# OBJECTIF
Recopiez mot pour mot le passage des lignes ci-dessous qui va de la ligne contenant « Drop a point on every instance of the dirt » jusqu'à la fin des lignes, ces deux bornes comprises, en laissant les images hors de votre réponse.

# MATÉRIEL DE L'EXERCICE
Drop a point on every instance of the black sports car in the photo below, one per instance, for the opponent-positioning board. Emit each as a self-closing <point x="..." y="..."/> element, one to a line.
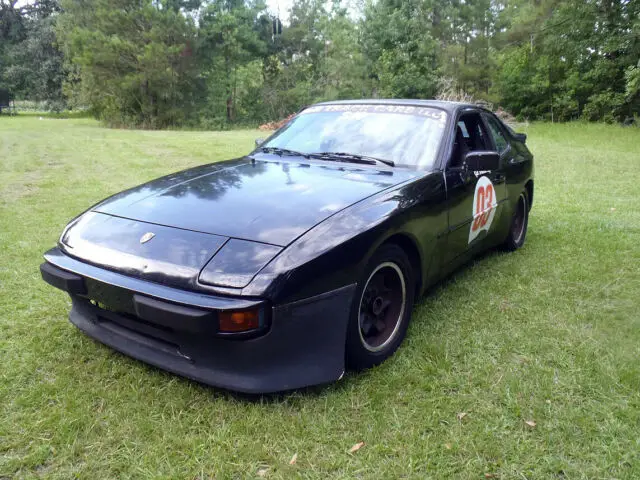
<point x="282" y="268"/>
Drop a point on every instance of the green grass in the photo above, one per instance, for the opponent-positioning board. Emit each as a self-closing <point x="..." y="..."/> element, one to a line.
<point x="549" y="334"/>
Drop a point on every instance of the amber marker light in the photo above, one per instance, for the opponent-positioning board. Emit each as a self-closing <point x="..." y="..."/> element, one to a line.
<point x="233" y="322"/>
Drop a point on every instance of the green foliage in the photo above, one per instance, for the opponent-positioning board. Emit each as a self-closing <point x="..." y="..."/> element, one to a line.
<point x="217" y="63"/>
<point x="31" y="65"/>
<point x="134" y="59"/>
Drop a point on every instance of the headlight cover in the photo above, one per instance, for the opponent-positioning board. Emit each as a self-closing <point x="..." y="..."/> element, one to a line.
<point x="236" y="263"/>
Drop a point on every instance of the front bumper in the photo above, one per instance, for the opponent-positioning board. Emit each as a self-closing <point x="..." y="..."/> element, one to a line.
<point x="176" y="331"/>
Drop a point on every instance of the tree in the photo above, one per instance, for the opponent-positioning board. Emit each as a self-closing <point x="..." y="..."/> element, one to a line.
<point x="135" y="59"/>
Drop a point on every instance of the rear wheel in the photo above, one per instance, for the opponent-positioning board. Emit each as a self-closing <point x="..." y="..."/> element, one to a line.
<point x="519" y="223"/>
<point x="381" y="308"/>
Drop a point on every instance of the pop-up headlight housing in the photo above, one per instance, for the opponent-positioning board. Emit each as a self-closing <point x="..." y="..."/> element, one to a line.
<point x="236" y="263"/>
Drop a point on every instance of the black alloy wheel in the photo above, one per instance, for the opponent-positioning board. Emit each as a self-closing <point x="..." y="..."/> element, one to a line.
<point x="519" y="223"/>
<point x="381" y="308"/>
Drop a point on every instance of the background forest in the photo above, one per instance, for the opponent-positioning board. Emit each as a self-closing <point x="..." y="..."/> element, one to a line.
<point x="215" y="64"/>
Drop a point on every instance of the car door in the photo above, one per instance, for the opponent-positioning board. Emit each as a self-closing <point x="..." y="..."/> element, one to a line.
<point x="472" y="196"/>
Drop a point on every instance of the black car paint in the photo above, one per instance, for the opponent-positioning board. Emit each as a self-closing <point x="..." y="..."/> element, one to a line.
<point x="316" y="250"/>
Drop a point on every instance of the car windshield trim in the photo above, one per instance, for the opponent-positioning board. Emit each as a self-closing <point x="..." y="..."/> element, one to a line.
<point x="394" y="135"/>
<point x="352" y="157"/>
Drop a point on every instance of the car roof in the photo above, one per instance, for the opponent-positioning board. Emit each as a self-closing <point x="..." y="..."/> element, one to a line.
<point x="450" y="107"/>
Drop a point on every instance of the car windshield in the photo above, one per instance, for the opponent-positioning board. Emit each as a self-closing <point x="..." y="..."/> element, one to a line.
<point x="406" y="135"/>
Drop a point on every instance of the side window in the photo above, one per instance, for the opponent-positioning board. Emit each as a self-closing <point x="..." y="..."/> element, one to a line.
<point x="498" y="136"/>
<point x="470" y="136"/>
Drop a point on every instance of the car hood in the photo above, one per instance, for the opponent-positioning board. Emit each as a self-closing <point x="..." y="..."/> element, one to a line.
<point x="269" y="200"/>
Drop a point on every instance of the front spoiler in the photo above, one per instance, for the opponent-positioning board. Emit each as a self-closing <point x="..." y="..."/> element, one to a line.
<point x="303" y="346"/>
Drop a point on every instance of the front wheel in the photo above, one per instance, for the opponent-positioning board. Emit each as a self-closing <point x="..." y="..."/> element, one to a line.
<point x="381" y="308"/>
<point x="519" y="223"/>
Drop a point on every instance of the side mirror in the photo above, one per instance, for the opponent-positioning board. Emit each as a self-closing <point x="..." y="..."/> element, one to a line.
<point x="482" y="160"/>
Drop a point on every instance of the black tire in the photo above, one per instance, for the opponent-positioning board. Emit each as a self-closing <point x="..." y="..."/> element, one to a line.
<point x="519" y="224"/>
<point x="376" y="328"/>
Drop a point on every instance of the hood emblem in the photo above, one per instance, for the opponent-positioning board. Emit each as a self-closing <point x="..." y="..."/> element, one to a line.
<point x="146" y="237"/>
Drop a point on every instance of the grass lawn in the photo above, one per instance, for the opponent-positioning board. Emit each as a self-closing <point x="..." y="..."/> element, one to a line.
<point x="548" y="335"/>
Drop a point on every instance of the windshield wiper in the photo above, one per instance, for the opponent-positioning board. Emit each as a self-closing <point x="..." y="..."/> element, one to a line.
<point x="283" y="151"/>
<point x="351" y="157"/>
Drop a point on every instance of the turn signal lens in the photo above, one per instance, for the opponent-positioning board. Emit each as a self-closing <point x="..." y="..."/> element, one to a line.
<point x="239" y="321"/>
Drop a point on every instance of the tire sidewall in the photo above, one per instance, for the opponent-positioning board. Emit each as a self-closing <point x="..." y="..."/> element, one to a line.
<point x="357" y="356"/>
<point x="512" y="242"/>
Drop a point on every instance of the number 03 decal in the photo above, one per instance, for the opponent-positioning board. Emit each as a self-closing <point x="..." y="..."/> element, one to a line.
<point x="484" y="207"/>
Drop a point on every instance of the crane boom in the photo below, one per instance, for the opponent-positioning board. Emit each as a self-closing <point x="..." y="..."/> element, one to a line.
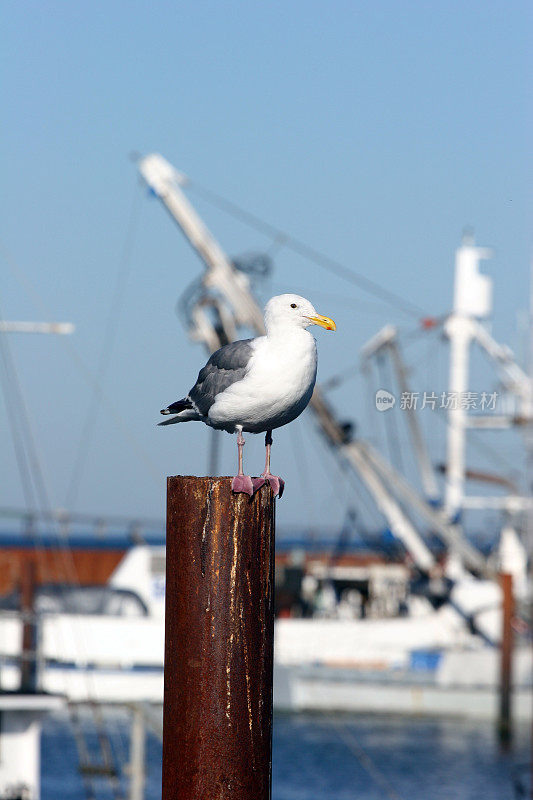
<point x="234" y="286"/>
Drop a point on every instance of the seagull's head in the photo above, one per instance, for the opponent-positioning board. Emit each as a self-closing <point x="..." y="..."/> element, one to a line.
<point x="291" y="310"/>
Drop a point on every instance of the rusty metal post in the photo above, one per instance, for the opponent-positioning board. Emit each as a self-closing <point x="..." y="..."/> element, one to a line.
<point x="219" y="630"/>
<point x="504" y="720"/>
<point x="28" y="660"/>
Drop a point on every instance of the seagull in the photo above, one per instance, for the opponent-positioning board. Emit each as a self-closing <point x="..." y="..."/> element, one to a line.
<point x="257" y="385"/>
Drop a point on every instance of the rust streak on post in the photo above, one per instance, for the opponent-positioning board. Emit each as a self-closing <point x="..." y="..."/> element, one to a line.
<point x="217" y="725"/>
<point x="505" y="721"/>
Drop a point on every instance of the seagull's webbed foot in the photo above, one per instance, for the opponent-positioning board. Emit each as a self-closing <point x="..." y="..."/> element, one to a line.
<point x="242" y="483"/>
<point x="277" y="484"/>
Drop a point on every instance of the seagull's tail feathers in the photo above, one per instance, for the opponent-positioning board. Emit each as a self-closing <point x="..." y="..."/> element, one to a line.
<point x="184" y="411"/>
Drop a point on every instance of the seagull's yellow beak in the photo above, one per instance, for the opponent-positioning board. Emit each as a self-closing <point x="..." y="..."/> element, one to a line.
<point x="324" y="322"/>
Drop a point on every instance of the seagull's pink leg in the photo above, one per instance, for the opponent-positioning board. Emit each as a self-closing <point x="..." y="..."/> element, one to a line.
<point x="241" y="482"/>
<point x="277" y="483"/>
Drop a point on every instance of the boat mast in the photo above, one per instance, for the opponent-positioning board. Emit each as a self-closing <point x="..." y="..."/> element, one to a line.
<point x="472" y="300"/>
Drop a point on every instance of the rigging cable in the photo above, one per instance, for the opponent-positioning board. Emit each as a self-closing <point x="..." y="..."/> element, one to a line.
<point x="110" y="334"/>
<point x="310" y="253"/>
<point x="87" y="373"/>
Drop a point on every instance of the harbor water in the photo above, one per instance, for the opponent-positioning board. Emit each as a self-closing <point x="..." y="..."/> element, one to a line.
<point x="336" y="757"/>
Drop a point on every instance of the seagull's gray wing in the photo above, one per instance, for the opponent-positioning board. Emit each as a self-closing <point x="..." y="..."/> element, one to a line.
<point x="225" y="367"/>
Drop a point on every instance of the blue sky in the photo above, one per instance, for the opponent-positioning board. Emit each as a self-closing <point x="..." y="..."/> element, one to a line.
<point x="373" y="132"/>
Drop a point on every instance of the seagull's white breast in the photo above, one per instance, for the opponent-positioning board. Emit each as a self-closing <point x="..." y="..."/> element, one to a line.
<point x="275" y="390"/>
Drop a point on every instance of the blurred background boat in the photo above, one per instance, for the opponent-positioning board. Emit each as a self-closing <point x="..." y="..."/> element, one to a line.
<point x="405" y="618"/>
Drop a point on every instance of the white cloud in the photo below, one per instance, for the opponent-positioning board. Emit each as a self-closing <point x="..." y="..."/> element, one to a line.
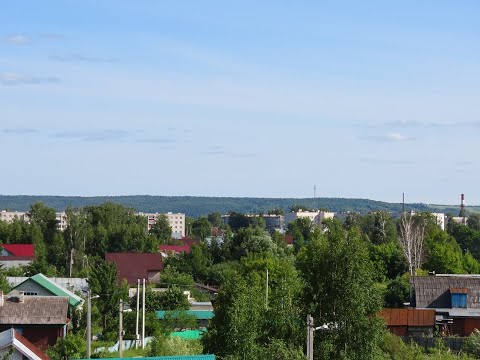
<point x="18" y="39"/>
<point x="12" y="79"/>
<point x="396" y="137"/>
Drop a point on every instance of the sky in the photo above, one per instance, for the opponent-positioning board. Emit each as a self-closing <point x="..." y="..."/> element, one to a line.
<point x="363" y="99"/>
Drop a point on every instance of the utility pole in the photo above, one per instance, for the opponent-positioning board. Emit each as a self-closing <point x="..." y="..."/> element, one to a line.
<point x="120" y="330"/>
<point x="143" y="316"/>
<point x="266" y="292"/>
<point x="138" y="310"/>
<point x="89" y="324"/>
<point x="310" y="330"/>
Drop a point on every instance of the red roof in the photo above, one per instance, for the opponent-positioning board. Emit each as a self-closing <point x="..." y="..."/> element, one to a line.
<point x="133" y="266"/>
<point x="289" y="239"/>
<point x="20" y="249"/>
<point x="30" y="346"/>
<point x="175" y="248"/>
<point x="189" y="241"/>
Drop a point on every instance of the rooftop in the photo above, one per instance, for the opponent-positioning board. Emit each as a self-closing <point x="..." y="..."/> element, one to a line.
<point x="20" y="249"/>
<point x="33" y="310"/>
<point x="55" y="289"/>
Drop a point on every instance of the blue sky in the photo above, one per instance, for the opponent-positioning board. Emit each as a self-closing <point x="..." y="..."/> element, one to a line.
<point x="364" y="99"/>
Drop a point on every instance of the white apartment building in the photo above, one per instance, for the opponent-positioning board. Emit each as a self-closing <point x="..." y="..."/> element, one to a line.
<point x="176" y="220"/>
<point x="9" y="216"/>
<point x="439" y="219"/>
<point x="316" y="217"/>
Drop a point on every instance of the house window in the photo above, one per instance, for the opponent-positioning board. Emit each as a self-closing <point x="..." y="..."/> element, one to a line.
<point x="459" y="298"/>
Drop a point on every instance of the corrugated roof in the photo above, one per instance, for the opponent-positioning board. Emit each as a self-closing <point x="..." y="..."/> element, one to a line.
<point x="175" y="248"/>
<point x="434" y="291"/>
<point x="11" y="337"/>
<point x="408" y="317"/>
<point x="188" y="334"/>
<point x="57" y="290"/>
<point x="199" y="314"/>
<point x="20" y="249"/>
<point x="133" y="266"/>
<point x="34" y="310"/>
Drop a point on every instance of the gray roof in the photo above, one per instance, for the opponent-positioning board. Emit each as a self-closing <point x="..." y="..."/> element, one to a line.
<point x="434" y="291"/>
<point x="34" y="310"/>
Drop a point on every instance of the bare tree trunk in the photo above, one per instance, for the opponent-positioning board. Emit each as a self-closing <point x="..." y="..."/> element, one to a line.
<point x="411" y="238"/>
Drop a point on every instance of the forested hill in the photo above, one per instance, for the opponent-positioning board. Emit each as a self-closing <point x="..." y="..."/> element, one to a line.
<point x="195" y="206"/>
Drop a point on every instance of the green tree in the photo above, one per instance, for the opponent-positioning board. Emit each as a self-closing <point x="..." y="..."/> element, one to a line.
<point x="444" y="255"/>
<point x="103" y="281"/>
<point x="397" y="292"/>
<point x="340" y="292"/>
<point x="237" y="326"/>
<point x="201" y="228"/>
<point x="72" y="346"/>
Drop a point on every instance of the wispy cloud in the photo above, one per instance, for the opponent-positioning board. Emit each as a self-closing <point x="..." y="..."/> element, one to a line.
<point x="390" y="137"/>
<point x="19" y="131"/>
<point x="219" y="151"/>
<point x="99" y="135"/>
<point x="414" y="124"/>
<point x="11" y="79"/>
<point x="18" y="39"/>
<point x="367" y="160"/>
<point x="156" y="140"/>
<point x="79" y="58"/>
<point x="52" y="36"/>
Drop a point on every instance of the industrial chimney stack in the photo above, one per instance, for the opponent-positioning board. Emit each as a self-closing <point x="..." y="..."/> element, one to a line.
<point x="462" y="207"/>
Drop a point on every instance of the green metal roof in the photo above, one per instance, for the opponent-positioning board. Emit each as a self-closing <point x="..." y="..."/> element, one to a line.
<point x="57" y="290"/>
<point x="177" y="357"/>
<point x="188" y="334"/>
<point x="199" y="314"/>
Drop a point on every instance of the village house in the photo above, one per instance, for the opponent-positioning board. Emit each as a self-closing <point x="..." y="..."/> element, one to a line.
<point x="13" y="255"/>
<point x="40" y="285"/>
<point x="40" y="319"/>
<point x="455" y="299"/>
<point x="133" y="266"/>
<point x="11" y="342"/>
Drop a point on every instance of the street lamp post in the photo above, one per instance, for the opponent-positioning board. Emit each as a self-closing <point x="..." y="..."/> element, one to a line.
<point x="89" y="322"/>
<point x="311" y="329"/>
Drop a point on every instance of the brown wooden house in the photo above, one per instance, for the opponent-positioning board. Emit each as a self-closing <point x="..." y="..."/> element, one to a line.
<point x="40" y="319"/>
<point x="455" y="299"/>
<point x="409" y="322"/>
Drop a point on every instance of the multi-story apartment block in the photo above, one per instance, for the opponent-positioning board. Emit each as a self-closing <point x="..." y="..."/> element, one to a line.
<point x="316" y="217"/>
<point x="177" y="222"/>
<point x="439" y="219"/>
<point x="9" y="216"/>
<point x="272" y="222"/>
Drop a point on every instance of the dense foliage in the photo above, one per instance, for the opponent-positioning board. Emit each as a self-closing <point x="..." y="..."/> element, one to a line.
<point x="196" y="206"/>
<point x="341" y="273"/>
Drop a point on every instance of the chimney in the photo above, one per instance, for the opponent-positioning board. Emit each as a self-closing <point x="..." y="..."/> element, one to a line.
<point x="462" y="206"/>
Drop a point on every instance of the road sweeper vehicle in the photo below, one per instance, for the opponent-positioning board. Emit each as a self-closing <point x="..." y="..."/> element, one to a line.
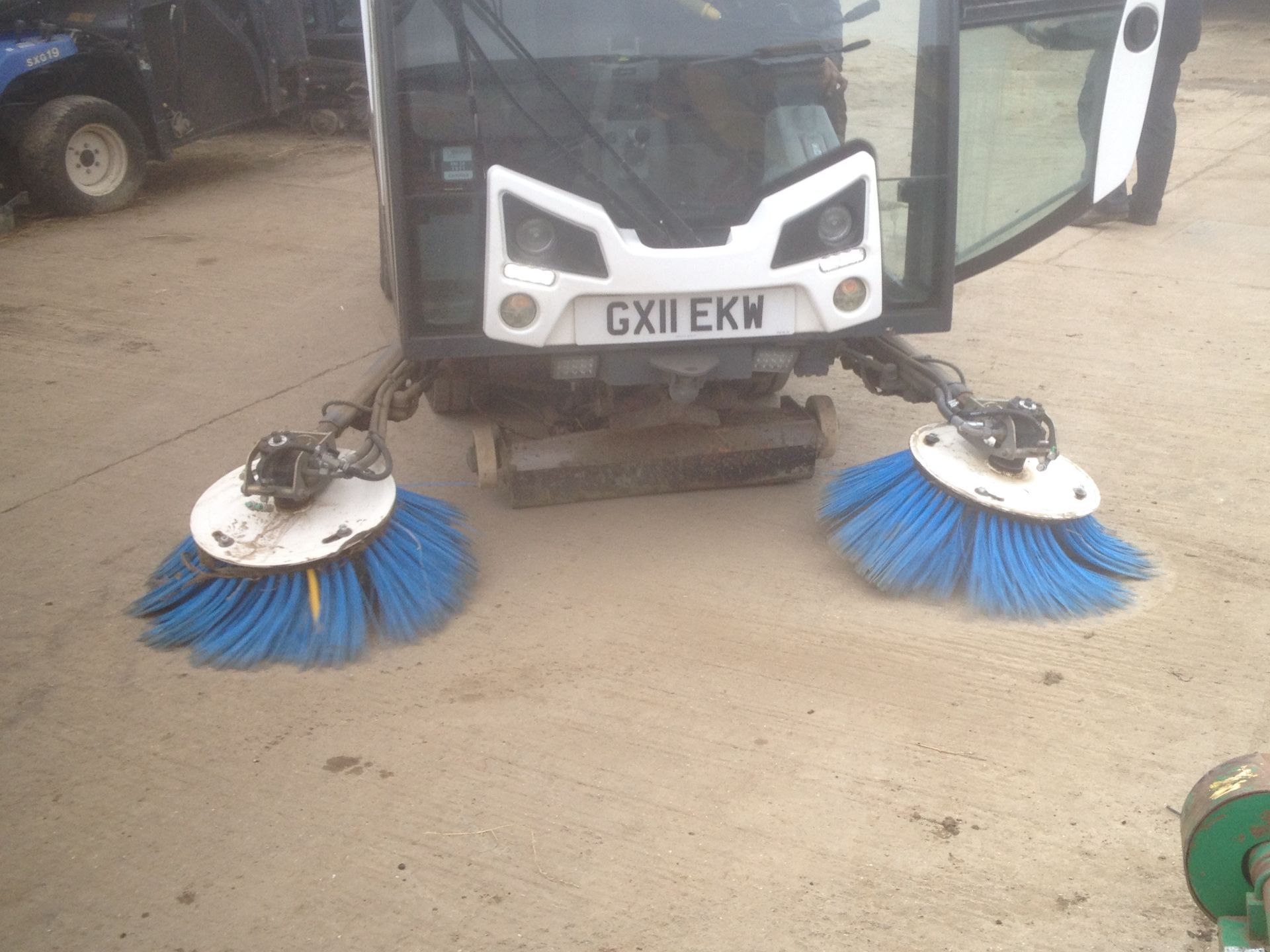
<point x="618" y="227"/>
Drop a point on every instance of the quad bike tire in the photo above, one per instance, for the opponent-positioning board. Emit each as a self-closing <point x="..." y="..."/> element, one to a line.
<point x="81" y="155"/>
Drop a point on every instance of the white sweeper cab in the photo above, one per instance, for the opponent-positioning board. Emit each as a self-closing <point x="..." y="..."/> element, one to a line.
<point x="616" y="227"/>
<point x="624" y="223"/>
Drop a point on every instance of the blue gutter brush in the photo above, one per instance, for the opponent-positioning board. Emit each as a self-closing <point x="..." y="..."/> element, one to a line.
<point x="939" y="518"/>
<point x="399" y="580"/>
<point x="308" y="550"/>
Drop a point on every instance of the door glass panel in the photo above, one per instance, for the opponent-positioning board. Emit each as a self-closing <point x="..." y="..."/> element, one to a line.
<point x="1031" y="108"/>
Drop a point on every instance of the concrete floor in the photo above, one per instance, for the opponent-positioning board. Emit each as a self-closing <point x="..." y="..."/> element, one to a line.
<point x="665" y="724"/>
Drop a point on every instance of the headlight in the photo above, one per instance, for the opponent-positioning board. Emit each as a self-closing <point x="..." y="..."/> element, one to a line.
<point x="535" y="237"/>
<point x="519" y="310"/>
<point x="835" y="225"/>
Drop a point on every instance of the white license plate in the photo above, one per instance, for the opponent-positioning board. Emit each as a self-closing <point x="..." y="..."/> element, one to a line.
<point x="653" y="317"/>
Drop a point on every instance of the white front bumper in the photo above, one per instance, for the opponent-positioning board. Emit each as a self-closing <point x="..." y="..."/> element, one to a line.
<point x="639" y="270"/>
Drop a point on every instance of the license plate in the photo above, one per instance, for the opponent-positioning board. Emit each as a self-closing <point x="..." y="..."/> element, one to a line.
<point x="722" y="315"/>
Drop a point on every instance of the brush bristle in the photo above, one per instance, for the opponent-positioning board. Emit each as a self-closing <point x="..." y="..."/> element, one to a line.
<point x="907" y="535"/>
<point x="407" y="582"/>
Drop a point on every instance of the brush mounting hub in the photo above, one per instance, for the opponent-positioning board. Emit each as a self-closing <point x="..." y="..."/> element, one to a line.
<point x="1060" y="492"/>
<point x="255" y="532"/>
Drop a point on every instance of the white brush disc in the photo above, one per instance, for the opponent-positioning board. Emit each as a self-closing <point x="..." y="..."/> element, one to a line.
<point x="252" y="532"/>
<point x="1064" y="491"/>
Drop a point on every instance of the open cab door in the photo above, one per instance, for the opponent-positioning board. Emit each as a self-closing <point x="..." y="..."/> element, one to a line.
<point x="1052" y="100"/>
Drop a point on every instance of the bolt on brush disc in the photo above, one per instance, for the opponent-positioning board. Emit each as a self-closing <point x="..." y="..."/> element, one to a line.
<point x="253" y="532"/>
<point x="1060" y="492"/>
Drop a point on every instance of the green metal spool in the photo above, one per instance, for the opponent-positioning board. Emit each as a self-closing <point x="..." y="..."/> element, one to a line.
<point x="1226" y="815"/>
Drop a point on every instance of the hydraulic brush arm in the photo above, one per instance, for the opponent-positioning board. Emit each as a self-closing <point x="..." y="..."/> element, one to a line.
<point x="1010" y="432"/>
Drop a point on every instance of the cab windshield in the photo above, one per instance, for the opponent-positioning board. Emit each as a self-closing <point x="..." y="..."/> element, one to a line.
<point x="677" y="116"/>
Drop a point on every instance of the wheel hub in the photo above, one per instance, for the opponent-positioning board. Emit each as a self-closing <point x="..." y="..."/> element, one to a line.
<point x="97" y="159"/>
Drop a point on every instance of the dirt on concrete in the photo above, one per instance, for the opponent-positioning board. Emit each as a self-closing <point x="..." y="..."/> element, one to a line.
<point x="671" y="723"/>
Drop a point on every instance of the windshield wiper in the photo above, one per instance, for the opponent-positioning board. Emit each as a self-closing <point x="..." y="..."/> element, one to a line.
<point x="671" y="225"/>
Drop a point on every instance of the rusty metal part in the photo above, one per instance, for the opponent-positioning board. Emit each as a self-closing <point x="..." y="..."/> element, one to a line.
<point x="1226" y="815"/>
<point x="751" y="447"/>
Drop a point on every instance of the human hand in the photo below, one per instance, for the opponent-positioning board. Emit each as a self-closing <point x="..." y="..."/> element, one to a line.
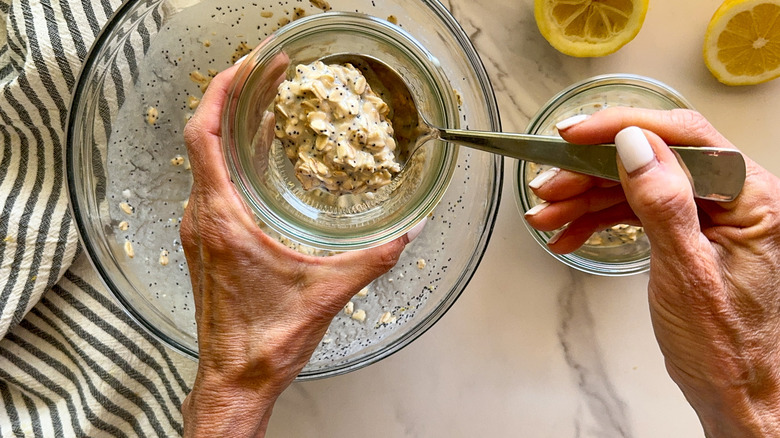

# SOLUTION CI-DESSOUS
Drop a point on every instance of the dirt on concrete in the photo above, one per instance, for the opponent-positioning board. Emit each as a self-closing <point x="..." y="..."/> element, one to a line.
<point x="671" y="723"/>
Drop a point on every instance of the windshield wiper in the photo above, one per instance, for the opponent-positioning board. Emit each as a self-closing <point x="..." y="..."/> element, one to a line.
<point x="671" y="225"/>
Drop a point on every instance of the rusty metal part in the photo above, one per instance, for the opponent-positioning board. Emit each as a self-closing <point x="..." y="..."/> element, one to a line.
<point x="1226" y="815"/>
<point x="751" y="447"/>
Drop a point on every instance of the human hand in the photo below, one per instance, for the opponent-positioning board. Emit each as a self-closing <point x="..." y="..."/> element, one to a line.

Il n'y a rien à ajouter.